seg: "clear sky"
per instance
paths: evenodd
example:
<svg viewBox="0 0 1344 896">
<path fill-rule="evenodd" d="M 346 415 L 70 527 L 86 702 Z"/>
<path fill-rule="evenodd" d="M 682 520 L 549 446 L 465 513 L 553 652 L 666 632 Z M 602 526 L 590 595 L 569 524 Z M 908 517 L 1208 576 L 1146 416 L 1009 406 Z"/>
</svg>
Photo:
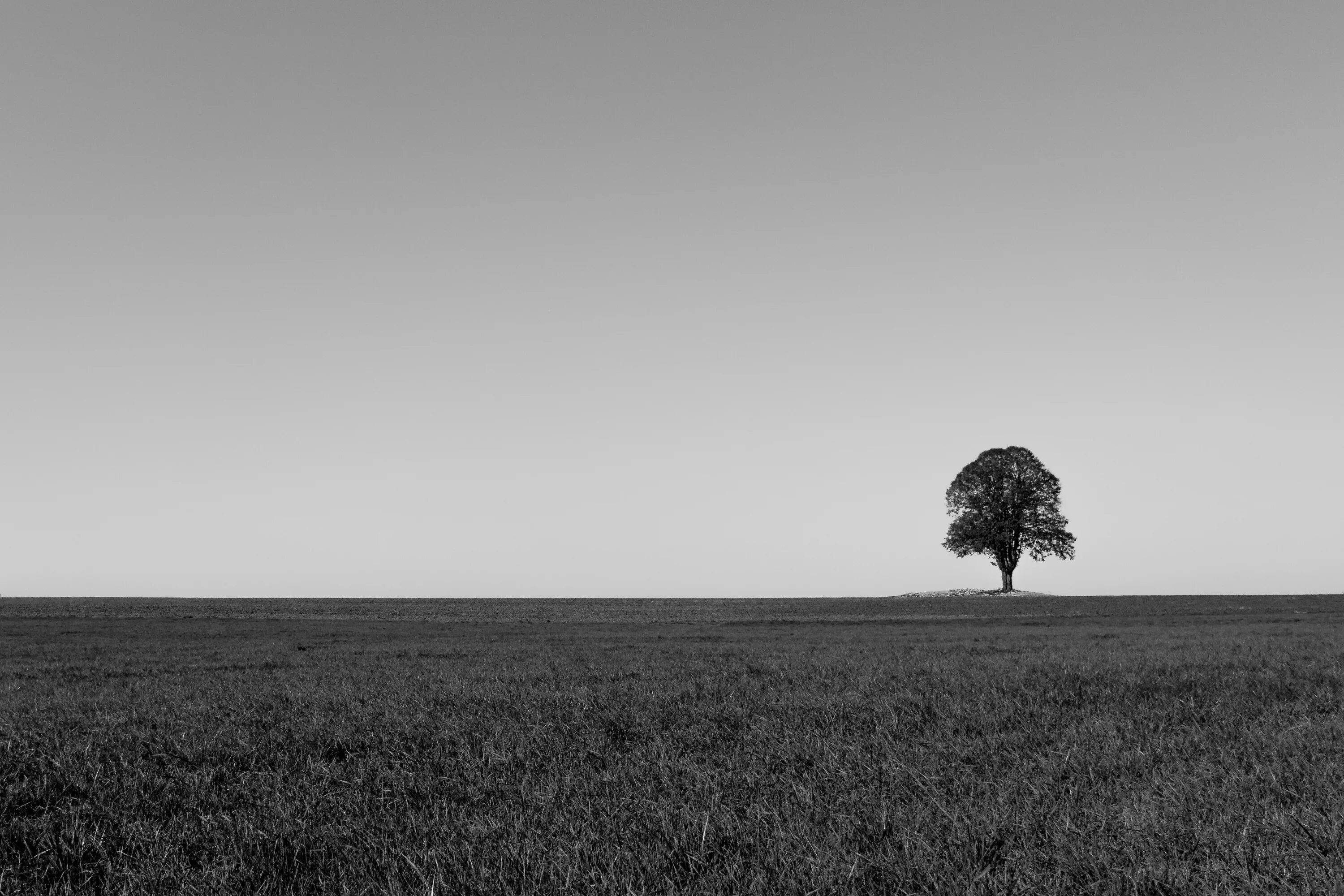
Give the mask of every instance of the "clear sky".
<svg viewBox="0 0 1344 896">
<path fill-rule="evenodd" d="M 1344 4 L 0 11 L 0 592 L 1344 588 Z"/>
</svg>

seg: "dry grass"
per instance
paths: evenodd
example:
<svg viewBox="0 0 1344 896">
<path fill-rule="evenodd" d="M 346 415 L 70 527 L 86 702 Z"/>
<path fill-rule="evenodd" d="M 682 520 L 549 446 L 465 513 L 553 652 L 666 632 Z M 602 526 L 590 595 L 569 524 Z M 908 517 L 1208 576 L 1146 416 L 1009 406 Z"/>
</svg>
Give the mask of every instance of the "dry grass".
<svg viewBox="0 0 1344 896">
<path fill-rule="evenodd" d="M 0 600 L 0 892 L 1344 892 L 1341 610 Z"/>
</svg>

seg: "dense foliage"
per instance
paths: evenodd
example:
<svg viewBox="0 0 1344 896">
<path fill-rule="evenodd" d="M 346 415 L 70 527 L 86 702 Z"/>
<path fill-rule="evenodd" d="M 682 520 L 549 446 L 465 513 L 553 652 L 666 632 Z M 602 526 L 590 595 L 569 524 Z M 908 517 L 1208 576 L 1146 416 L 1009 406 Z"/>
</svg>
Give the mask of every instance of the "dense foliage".
<svg viewBox="0 0 1344 896">
<path fill-rule="evenodd" d="M 1337 598 L 261 603 L 0 600 L 0 892 L 1344 887 Z"/>
<path fill-rule="evenodd" d="M 989 449 L 962 467 L 948 486 L 948 527 L 942 547 L 958 557 L 988 555 L 1003 590 L 1027 553 L 1074 556 L 1068 520 L 1059 512 L 1059 480 L 1024 447 Z"/>
</svg>

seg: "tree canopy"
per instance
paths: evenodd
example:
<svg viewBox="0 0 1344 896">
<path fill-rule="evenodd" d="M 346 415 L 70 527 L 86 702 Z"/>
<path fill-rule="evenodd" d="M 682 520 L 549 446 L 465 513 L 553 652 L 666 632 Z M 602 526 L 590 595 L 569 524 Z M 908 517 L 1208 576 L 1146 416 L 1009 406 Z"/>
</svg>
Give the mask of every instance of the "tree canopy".
<svg viewBox="0 0 1344 896">
<path fill-rule="evenodd" d="M 948 486 L 948 527 L 942 547 L 958 557 L 984 553 L 999 568 L 1003 590 L 1024 553 L 1073 559 L 1074 536 L 1059 512 L 1059 478 L 1024 447 L 989 449 Z"/>
</svg>

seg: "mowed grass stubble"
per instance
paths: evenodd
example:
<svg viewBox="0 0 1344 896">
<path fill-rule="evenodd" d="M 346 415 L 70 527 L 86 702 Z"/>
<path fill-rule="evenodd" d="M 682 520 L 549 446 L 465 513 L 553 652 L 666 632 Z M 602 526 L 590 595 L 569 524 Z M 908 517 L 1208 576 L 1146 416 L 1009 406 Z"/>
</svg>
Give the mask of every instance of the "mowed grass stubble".
<svg viewBox="0 0 1344 896">
<path fill-rule="evenodd" d="M 1337 598 L 993 600 L 4 617 L 0 892 L 1341 889 Z"/>
</svg>

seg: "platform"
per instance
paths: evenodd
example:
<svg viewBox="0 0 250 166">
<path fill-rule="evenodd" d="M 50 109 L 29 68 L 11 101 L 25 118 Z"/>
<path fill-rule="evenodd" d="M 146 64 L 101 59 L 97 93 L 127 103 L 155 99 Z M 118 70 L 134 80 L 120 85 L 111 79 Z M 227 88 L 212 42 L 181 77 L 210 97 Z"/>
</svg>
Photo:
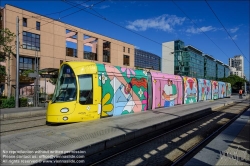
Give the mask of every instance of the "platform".
<svg viewBox="0 0 250 166">
<path fill-rule="evenodd" d="M 185 166 L 250 165 L 250 109 L 196 154 Z"/>
<path fill-rule="evenodd" d="M 7 161 L 6 155 L 14 156 L 15 159 L 17 155 L 30 158 L 34 155 L 34 161 L 37 161 L 35 157 L 38 156 L 41 157 L 40 160 L 46 160 L 73 151 L 71 154 L 79 152 L 87 159 L 87 156 L 93 153 L 169 125 L 196 118 L 235 101 L 240 99 L 224 98 L 2 136 L 1 157 L 5 155 L 4 159 Z"/>
</svg>

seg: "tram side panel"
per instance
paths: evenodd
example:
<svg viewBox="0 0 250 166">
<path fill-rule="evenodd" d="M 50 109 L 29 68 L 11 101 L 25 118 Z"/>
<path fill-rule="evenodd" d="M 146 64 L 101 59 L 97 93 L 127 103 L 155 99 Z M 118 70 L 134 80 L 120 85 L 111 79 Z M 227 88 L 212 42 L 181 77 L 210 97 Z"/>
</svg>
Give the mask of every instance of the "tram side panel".
<svg viewBox="0 0 250 166">
<path fill-rule="evenodd" d="M 211 100 L 212 99 L 211 81 L 205 79 L 197 79 L 197 80 L 199 89 L 198 101 Z"/>
<path fill-rule="evenodd" d="M 221 82 L 221 81 L 218 81 L 218 85 L 219 85 L 219 99 L 222 99 L 224 97 L 226 97 L 226 84 L 225 82 Z"/>
<path fill-rule="evenodd" d="M 147 72 L 98 64 L 102 88 L 101 117 L 141 112 L 147 109 Z"/>
<path fill-rule="evenodd" d="M 196 103 L 198 99 L 198 87 L 196 78 L 183 76 L 184 104 Z"/>
<path fill-rule="evenodd" d="M 226 83 L 226 97 L 231 97 L 232 87 L 230 83 Z"/>
<path fill-rule="evenodd" d="M 152 109 L 182 104 L 183 84 L 178 75 L 151 72 L 153 87 Z"/>
<path fill-rule="evenodd" d="M 212 100 L 217 100 L 219 98 L 218 81 L 211 80 L 211 84 L 212 84 Z"/>
</svg>

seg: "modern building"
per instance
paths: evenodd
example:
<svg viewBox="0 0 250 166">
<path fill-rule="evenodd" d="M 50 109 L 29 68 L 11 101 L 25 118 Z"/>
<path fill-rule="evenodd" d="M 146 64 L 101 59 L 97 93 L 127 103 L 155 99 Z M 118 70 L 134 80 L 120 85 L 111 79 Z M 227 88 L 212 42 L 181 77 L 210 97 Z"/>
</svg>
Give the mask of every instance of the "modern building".
<svg viewBox="0 0 250 166">
<path fill-rule="evenodd" d="M 244 78 L 244 57 L 242 55 L 229 58 L 229 66 L 232 67 L 230 74 Z"/>
<path fill-rule="evenodd" d="M 181 40 L 162 44 L 162 72 L 216 80 L 229 70 L 219 60 Z"/>
<path fill-rule="evenodd" d="M 161 70 L 161 58 L 153 53 L 135 49 L 135 67 Z"/>
<path fill-rule="evenodd" d="M 204 78 L 204 57 L 202 51 L 186 46 L 183 52 L 184 73 L 187 76 Z"/>
<path fill-rule="evenodd" d="M 224 64 L 224 77 L 230 76 L 230 68 L 228 65 Z"/>
<path fill-rule="evenodd" d="M 204 54 L 204 78 L 216 80 L 216 61 L 208 54 Z"/>
<path fill-rule="evenodd" d="M 2 28 L 8 28 L 11 32 L 16 33 L 17 17 L 20 20 L 20 76 L 27 69 L 35 69 L 35 57 L 38 58 L 39 70 L 58 69 L 63 61 L 93 61 L 134 68 L 135 51 L 132 44 L 11 5 L 5 5 L 1 9 L 0 25 Z M 13 45 L 15 45 L 14 42 Z M 12 56 L 10 62 L 5 61 L 3 65 L 10 68 L 10 73 L 7 74 L 11 75 L 10 84 L 13 87 L 12 95 L 14 95 L 16 56 Z M 33 82 L 33 79 L 20 77 L 20 87 L 31 85 Z M 45 88 L 44 82 L 44 78 L 40 78 L 40 89 L 52 89 L 46 91 L 46 93 L 53 93 L 54 88 Z M 53 85 L 48 82 L 46 86 Z M 29 91 L 28 89 L 21 89 L 20 95 L 28 94 Z M 6 86 L 4 94 L 7 94 Z"/>
<path fill-rule="evenodd" d="M 219 78 L 224 78 L 224 64 L 223 62 L 216 60 L 216 80 L 218 80 Z"/>
</svg>

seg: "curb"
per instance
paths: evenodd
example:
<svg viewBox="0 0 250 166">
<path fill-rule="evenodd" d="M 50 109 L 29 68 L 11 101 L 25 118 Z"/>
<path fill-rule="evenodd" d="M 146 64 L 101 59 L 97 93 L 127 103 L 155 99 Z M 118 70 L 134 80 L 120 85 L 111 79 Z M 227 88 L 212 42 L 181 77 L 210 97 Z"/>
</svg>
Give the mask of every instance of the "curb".
<svg viewBox="0 0 250 166">
<path fill-rule="evenodd" d="M 46 110 L 18 112 L 18 113 L 1 114 L 0 120 L 24 118 L 31 116 L 45 116 L 45 115 L 46 115 Z"/>
<path fill-rule="evenodd" d="M 222 107 L 227 106 L 227 105 L 232 104 L 232 103 L 234 103 L 234 101 L 225 102 L 223 104 L 217 104 L 217 105 L 214 105 L 212 107 L 204 108 L 204 109 L 197 111 L 195 113 L 187 114 L 184 116 L 182 115 L 179 118 L 175 118 L 175 119 L 172 119 L 170 121 L 159 122 L 159 123 L 154 124 L 152 126 L 141 128 L 141 129 L 136 130 L 136 131 L 131 132 L 131 133 L 117 135 L 113 138 L 108 138 L 108 139 L 102 140 L 100 142 L 96 142 L 94 144 L 91 144 L 91 145 L 83 146 L 83 147 L 79 148 L 78 150 L 86 151 L 87 153 L 85 154 L 85 157 L 90 156 L 92 154 L 98 153 L 102 150 L 116 146 L 116 145 L 121 144 L 123 142 L 139 138 L 140 136 L 143 136 L 143 135 L 150 133 L 150 132 L 154 132 L 155 130 L 167 128 L 167 127 L 169 127 L 169 125 L 173 125 L 173 124 L 180 123 L 182 121 L 187 121 L 190 119 L 199 118 L 199 117 L 209 113 L 210 111 L 214 111 L 218 108 L 222 108 Z"/>
</svg>

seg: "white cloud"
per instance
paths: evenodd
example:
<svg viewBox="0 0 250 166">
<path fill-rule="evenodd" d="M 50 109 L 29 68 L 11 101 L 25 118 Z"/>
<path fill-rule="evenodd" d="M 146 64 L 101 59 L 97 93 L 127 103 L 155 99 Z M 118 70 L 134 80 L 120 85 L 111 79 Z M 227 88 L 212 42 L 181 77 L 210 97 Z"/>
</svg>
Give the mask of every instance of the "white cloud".
<svg viewBox="0 0 250 166">
<path fill-rule="evenodd" d="M 238 37 L 237 35 L 234 35 L 234 36 L 232 37 L 232 39 L 233 39 L 233 40 L 236 40 L 237 37 Z"/>
<path fill-rule="evenodd" d="M 149 28 L 153 28 L 171 32 L 175 25 L 182 25 L 184 21 L 185 17 L 164 14 L 155 18 L 138 19 L 133 22 L 129 22 L 126 28 L 135 31 L 146 31 Z"/>
<path fill-rule="evenodd" d="M 102 5 L 101 7 L 99 7 L 99 9 L 106 9 L 106 8 L 109 8 L 110 6 L 109 5 Z"/>
<path fill-rule="evenodd" d="M 212 27 L 212 26 L 207 26 L 207 27 L 201 27 L 201 28 L 194 28 L 190 27 L 186 30 L 187 33 L 193 33 L 193 34 L 198 34 L 202 32 L 208 32 L 208 31 L 216 31 L 217 28 Z"/>
<path fill-rule="evenodd" d="M 231 38 L 232 37 L 232 38 Z M 237 37 L 238 37 L 238 35 L 234 35 L 234 36 L 228 36 L 228 37 L 226 37 L 226 39 L 229 39 L 229 40 L 237 40 Z"/>
<path fill-rule="evenodd" d="M 229 29 L 229 32 L 231 32 L 231 33 L 235 33 L 236 31 L 238 31 L 239 30 L 239 28 L 238 27 L 236 27 L 236 28 L 232 28 L 232 29 Z"/>
</svg>

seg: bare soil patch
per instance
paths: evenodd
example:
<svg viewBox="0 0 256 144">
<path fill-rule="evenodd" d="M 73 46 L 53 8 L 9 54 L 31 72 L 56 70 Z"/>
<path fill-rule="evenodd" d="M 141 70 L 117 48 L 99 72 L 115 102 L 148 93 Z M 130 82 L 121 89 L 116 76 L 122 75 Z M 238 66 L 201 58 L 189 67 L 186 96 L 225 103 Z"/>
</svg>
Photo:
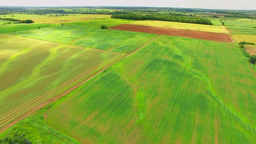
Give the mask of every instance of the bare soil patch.
<svg viewBox="0 0 256 144">
<path fill-rule="evenodd" d="M 168 36 L 182 36 L 218 42 L 233 42 L 233 39 L 230 35 L 224 33 L 126 24 L 113 26 L 110 28 L 118 30 L 164 34 Z"/>
</svg>

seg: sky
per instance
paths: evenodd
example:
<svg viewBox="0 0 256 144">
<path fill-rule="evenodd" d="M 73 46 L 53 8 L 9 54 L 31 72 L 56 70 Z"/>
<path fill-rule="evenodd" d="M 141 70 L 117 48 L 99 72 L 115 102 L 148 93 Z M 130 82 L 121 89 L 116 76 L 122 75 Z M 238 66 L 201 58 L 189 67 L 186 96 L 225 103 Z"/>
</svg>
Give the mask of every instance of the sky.
<svg viewBox="0 0 256 144">
<path fill-rule="evenodd" d="M 256 10 L 255 0 L 1 0 L 2 6 L 134 6 Z"/>
</svg>

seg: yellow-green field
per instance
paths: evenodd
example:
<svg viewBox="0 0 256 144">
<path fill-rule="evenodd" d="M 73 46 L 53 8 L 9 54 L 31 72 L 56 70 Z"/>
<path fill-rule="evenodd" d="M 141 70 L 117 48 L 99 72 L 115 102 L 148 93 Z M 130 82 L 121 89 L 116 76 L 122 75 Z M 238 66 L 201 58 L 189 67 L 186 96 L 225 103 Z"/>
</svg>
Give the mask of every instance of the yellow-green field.
<svg viewBox="0 0 256 144">
<path fill-rule="evenodd" d="M 244 49 L 250 55 L 256 55 L 256 46 L 246 45 L 244 46 Z"/>
<path fill-rule="evenodd" d="M 138 21 L 130 23 L 128 24 L 198 30 L 203 32 L 226 33 L 224 27 L 219 26 L 148 20 Z"/>
<path fill-rule="evenodd" d="M 232 44 L 160 36 L 57 102 L 46 120 L 85 143 L 252 144 L 256 80 Z"/>
<path fill-rule="evenodd" d="M 9 33 L 0 34 L 0 132 L 70 93 L 0 133 L 0 144 L 19 136 L 33 144 L 256 143 L 256 65 L 238 42 L 100 28 L 228 32 L 236 42 L 256 43 L 255 20 L 225 18 L 223 26 L 224 18 L 211 18 L 210 26 L 14 15 L 5 16 L 36 23 L 0 25 Z M 256 53 L 256 47 L 245 49 Z"/>
<path fill-rule="evenodd" d="M 0 35 L 0 128 L 124 54 Z"/>
<path fill-rule="evenodd" d="M 70 14 L 68 16 L 50 16 L 49 14 L 47 15 L 36 15 L 31 14 L 13 14 L 14 17 L 12 17 L 12 14 L 7 14 L 5 18 L 12 18 L 18 19 L 20 20 L 26 20 L 31 19 L 36 23 L 50 24 L 60 24 L 71 22 L 76 22 L 82 20 L 90 20 L 99 18 L 109 18 L 109 15 L 99 14 Z M 0 17 L 2 17 L 3 15 L 0 15 Z"/>
<path fill-rule="evenodd" d="M 231 36 L 233 38 L 233 39 L 237 42 L 247 42 L 256 44 L 256 36 L 234 34 L 231 35 Z"/>
</svg>

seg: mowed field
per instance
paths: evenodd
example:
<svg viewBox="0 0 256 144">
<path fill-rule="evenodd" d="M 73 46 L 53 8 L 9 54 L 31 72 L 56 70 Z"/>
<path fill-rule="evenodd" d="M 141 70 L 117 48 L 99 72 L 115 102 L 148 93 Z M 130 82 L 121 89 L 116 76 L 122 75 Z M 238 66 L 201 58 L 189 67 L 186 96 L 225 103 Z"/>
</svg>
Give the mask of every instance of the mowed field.
<svg viewBox="0 0 256 144">
<path fill-rule="evenodd" d="M 182 36 L 219 42 L 233 42 L 233 39 L 228 34 L 216 32 L 126 24 L 113 26 L 111 27 L 110 28 L 114 30 L 148 32 L 158 34 Z"/>
<path fill-rule="evenodd" d="M 256 46 L 246 45 L 244 46 L 244 49 L 249 52 L 251 55 L 256 55 Z"/>
<path fill-rule="evenodd" d="M 0 39 L 0 128 L 124 55 L 10 34 Z"/>
<path fill-rule="evenodd" d="M 46 121 L 85 143 L 253 144 L 255 80 L 232 44 L 160 36 L 57 102 Z"/>
<path fill-rule="evenodd" d="M 56 14 L 53 14 L 53 15 Z M 60 14 L 61 15 L 61 14 Z M 12 17 L 13 15 L 14 17 Z M 0 17 L 4 18 L 12 18 L 20 20 L 27 19 L 32 20 L 35 22 L 42 24 L 59 24 L 62 23 L 85 20 L 95 18 L 110 17 L 109 15 L 100 14 L 69 14 L 68 16 L 50 16 L 50 14 L 47 15 L 38 15 L 31 14 L 14 14 L 0 15 Z"/>
<path fill-rule="evenodd" d="M 212 20 L 211 20 L 212 21 Z M 218 33 L 226 33 L 225 28 L 219 25 L 219 20 L 214 20 L 216 25 L 189 24 L 182 22 L 160 21 L 157 20 L 140 20 L 129 23 L 145 26 L 156 26 L 166 28 L 172 28 L 182 30 L 197 30 Z"/>
<path fill-rule="evenodd" d="M 157 34 L 76 26 L 59 26 L 12 33 L 17 36 L 129 53 Z"/>
<path fill-rule="evenodd" d="M 256 28 L 255 29 L 256 29 Z M 247 42 L 256 43 L 256 35 L 250 36 L 242 34 L 234 34 L 232 35 L 232 36 L 234 40 L 237 42 Z"/>
</svg>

§ §

- **Anforderung**: Gib die Zeilen der Daten, beginnend bei der Zeile mit „seg: mowed field“ und endend mit der Zeile mit „46 121 L 85“, beide eingeschlossen, vollständig wieder. Multipliziere dabei jede Zahl in den Antworten, also alle Maße und Koordinaten, mit 1,35 und runde auf ganze Zahlen, wobei ,5 aufgerundet wird.

- **Ergebnis**:
seg: mowed field
per instance
paths: evenodd
example:
<svg viewBox="0 0 256 144">
<path fill-rule="evenodd" d="M 73 46 L 53 8 L 9 54 L 31 72 L 56 70 Z"/>
<path fill-rule="evenodd" d="M 141 70 L 117 48 L 99 72 L 115 102 L 148 93 Z M 130 82 L 121 89 L 116 76 L 122 75 Z M 238 66 L 201 58 L 189 67 L 186 96 L 225 103 Z"/>
</svg>
Give the mask of every instance of the mowed field.
<svg viewBox="0 0 346 194">
<path fill-rule="evenodd" d="M 246 49 L 296 57 L 315 57 L 315 53 L 308 46 L 292 43 L 170 32 L 153 35 L 150 36 L 149 38 L 154 41 L 200 43 L 213 46 Z"/>
<path fill-rule="evenodd" d="M 346 62 L 332 61 L 329 62 L 329 66 L 336 70 L 339 74 L 346 74 Z"/>
<path fill-rule="evenodd" d="M 0 53 L 0 173 L 167 74 L 14 46 Z"/>
<path fill-rule="evenodd" d="M 62 163 L 115 193 L 342 194 L 344 108 L 313 59 L 216 49 L 77 138 Z"/>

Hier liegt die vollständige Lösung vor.